*Location identification items*.
------------------------------

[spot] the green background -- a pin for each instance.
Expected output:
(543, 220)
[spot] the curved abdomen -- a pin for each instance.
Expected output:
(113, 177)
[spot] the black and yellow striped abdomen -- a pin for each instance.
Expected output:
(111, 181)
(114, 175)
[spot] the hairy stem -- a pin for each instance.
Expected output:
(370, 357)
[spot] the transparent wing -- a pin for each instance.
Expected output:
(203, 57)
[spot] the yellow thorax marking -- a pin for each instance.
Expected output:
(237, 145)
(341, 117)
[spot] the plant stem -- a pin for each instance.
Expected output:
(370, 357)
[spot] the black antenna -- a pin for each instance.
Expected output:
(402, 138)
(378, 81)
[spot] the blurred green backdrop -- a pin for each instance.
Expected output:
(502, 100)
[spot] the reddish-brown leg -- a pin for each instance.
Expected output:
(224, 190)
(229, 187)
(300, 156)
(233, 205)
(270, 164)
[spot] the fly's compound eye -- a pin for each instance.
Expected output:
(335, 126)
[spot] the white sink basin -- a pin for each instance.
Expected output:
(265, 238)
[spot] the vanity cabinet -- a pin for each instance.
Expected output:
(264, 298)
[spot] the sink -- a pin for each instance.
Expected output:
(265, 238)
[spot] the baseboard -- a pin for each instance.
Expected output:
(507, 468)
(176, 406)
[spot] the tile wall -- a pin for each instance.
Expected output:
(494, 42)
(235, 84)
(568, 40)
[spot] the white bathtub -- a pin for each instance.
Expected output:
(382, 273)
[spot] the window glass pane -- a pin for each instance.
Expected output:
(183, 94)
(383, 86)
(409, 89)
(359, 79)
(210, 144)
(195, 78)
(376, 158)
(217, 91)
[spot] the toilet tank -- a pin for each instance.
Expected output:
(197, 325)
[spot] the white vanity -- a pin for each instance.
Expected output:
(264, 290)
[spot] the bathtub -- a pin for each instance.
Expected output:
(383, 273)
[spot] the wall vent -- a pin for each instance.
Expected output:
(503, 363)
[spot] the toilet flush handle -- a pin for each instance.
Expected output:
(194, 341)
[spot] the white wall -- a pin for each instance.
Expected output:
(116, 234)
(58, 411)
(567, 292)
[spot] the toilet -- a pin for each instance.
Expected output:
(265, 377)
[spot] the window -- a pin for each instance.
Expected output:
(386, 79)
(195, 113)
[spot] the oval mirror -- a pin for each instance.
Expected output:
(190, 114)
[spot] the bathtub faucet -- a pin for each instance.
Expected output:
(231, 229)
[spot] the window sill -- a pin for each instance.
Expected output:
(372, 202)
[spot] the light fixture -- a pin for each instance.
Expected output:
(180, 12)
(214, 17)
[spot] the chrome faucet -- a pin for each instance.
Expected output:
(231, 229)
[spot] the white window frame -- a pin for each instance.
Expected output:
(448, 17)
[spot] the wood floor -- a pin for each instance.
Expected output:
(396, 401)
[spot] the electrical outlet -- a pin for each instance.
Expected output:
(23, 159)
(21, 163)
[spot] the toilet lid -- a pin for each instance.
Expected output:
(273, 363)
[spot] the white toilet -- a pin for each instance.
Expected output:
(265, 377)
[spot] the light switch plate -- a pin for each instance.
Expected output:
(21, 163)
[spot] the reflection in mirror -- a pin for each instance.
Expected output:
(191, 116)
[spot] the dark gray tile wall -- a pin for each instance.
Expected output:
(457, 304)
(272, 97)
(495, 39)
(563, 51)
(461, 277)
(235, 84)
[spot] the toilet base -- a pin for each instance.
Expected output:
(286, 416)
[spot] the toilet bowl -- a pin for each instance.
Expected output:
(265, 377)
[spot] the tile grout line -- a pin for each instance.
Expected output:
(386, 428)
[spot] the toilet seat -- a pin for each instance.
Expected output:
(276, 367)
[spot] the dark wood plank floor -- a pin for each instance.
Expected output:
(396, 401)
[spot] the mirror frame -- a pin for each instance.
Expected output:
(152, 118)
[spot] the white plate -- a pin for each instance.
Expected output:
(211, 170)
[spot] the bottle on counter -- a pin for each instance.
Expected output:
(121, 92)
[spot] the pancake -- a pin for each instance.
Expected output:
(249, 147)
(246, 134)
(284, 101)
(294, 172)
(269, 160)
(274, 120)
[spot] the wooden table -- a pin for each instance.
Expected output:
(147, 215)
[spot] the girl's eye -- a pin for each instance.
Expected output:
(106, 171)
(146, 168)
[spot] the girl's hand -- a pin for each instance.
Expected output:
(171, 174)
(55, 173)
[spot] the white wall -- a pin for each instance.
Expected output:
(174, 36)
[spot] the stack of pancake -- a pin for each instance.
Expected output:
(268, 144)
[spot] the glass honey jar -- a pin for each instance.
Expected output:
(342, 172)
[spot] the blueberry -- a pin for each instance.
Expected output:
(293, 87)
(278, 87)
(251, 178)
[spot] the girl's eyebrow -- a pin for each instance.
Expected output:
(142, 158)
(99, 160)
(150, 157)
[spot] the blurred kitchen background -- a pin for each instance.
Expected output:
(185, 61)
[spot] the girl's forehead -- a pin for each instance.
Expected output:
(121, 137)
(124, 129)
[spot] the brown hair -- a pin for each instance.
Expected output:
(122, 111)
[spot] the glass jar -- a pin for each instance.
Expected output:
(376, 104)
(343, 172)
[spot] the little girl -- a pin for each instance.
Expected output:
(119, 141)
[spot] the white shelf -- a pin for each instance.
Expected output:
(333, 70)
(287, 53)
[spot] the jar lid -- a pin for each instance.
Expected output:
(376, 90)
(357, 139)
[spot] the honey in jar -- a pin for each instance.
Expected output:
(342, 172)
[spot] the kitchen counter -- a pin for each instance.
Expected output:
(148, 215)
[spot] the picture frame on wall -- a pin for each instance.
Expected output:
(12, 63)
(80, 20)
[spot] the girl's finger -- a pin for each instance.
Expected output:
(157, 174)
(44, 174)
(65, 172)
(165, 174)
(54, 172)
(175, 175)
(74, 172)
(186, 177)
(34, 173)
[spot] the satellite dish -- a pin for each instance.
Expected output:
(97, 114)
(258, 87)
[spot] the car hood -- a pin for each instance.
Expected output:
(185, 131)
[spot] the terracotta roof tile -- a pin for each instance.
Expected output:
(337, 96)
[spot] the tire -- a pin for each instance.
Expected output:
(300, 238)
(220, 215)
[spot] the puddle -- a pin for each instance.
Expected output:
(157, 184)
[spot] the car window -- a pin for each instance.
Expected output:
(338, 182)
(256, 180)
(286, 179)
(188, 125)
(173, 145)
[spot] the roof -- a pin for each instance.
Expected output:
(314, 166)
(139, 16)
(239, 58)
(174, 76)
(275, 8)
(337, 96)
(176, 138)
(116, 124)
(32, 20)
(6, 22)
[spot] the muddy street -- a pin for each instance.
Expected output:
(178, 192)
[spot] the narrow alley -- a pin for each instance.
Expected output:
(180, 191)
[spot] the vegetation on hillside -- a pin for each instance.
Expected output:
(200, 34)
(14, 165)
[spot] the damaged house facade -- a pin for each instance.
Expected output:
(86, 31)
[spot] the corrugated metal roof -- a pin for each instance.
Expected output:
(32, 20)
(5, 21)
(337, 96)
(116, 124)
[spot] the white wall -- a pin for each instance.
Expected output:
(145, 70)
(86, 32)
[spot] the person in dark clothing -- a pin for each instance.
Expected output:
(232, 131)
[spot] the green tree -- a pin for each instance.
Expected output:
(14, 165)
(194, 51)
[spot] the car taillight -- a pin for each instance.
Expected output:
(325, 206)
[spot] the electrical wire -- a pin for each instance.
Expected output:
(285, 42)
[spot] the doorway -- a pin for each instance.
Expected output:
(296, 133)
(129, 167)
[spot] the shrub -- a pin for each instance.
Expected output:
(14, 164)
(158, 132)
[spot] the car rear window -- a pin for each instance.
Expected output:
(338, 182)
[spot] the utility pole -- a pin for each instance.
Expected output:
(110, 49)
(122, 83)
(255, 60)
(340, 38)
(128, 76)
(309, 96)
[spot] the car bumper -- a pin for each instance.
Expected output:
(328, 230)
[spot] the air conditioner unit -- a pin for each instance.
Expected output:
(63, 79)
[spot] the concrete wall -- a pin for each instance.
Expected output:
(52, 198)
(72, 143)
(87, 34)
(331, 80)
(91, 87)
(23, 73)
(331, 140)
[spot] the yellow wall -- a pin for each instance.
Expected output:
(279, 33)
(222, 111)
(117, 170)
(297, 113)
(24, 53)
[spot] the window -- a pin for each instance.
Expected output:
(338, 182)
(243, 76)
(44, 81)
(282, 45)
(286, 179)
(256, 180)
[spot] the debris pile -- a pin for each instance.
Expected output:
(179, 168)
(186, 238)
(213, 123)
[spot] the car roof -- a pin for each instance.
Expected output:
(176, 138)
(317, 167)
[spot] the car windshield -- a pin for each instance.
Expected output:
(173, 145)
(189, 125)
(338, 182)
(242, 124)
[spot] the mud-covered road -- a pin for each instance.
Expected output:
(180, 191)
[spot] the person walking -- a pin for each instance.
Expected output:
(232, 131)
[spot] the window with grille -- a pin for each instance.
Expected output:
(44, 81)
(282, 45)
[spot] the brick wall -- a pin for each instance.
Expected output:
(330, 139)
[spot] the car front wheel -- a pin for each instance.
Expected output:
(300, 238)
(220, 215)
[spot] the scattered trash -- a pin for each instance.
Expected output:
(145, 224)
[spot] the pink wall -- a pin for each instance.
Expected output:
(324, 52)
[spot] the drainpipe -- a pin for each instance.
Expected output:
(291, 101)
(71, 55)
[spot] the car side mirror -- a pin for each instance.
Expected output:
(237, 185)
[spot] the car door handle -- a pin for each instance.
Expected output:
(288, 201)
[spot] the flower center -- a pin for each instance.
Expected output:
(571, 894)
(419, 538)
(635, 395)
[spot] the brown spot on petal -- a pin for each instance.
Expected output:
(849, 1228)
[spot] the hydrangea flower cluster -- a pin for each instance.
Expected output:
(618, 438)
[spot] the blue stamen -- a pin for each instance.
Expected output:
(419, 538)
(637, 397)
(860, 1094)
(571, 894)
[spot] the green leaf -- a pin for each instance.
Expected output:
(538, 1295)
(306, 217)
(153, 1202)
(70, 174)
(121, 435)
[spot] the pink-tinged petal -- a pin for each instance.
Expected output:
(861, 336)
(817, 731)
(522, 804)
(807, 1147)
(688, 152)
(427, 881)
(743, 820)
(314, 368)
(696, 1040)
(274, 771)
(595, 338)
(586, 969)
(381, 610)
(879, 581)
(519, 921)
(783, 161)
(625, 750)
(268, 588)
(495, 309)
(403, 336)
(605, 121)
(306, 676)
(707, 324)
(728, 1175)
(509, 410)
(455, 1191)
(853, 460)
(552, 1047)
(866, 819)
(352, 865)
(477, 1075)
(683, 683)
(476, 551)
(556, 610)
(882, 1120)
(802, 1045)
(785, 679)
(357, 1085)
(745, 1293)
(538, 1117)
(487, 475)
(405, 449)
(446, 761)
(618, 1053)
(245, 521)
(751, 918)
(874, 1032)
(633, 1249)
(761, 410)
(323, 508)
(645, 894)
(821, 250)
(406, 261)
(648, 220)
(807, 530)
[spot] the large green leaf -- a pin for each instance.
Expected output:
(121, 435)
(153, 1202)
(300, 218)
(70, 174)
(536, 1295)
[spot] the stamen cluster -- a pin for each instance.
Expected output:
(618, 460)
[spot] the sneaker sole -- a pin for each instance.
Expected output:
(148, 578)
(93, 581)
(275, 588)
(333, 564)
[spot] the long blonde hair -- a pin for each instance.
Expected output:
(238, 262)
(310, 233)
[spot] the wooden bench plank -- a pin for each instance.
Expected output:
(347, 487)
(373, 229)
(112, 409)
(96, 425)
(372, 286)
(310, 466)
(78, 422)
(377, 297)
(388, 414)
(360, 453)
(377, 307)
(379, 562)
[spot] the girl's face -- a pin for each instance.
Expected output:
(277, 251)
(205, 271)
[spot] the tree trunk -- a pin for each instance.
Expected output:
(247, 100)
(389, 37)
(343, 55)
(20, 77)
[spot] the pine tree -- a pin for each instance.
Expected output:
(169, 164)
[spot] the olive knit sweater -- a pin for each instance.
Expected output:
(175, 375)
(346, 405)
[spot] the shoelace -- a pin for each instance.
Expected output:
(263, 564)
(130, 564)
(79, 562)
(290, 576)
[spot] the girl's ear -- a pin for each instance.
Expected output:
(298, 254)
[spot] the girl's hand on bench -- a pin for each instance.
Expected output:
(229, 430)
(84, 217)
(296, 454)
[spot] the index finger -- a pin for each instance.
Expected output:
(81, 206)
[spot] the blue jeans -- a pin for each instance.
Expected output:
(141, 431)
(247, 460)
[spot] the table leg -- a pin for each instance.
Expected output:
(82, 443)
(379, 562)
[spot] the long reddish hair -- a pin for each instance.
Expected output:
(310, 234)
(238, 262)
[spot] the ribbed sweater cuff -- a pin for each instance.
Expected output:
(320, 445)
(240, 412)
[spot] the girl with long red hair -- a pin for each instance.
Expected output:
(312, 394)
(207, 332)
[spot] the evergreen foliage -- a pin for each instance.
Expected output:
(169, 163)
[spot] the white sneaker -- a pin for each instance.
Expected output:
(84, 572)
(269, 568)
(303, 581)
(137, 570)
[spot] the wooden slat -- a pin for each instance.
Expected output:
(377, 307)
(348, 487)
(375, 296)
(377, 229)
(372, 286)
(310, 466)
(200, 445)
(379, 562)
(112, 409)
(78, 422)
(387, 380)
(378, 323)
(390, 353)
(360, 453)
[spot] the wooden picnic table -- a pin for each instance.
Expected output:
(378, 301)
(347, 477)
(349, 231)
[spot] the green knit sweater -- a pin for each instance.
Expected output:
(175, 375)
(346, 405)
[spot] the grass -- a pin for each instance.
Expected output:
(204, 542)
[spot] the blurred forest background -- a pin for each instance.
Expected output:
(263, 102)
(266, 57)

------------------------------

*TASK TO CARRY OUT*.
Starting at the line that contains "[spot] the wooden slat", write out every line to the end of the entries, exactly as given.

*FINISHED TASK*.
[spot] the wooden slat -- a pin for each instance.
Expected output:
(377, 307)
(348, 487)
(375, 296)
(377, 229)
(372, 286)
(310, 466)
(200, 445)
(379, 562)
(112, 409)
(78, 422)
(387, 380)
(378, 323)
(390, 353)
(360, 453)
[spot] the wooden picnic table -- a pin for each instance.
Expected output:
(378, 301)
(347, 477)
(349, 231)
[spot] the green knit sweater -- a pin for each instance.
Expected output:
(175, 375)
(346, 405)
[spot] the grass -- a pin for each instance.
Expected output:
(204, 542)
[spot] the blurred forest background -- a pin for each instance.
Expected output:
(263, 102)
(266, 57)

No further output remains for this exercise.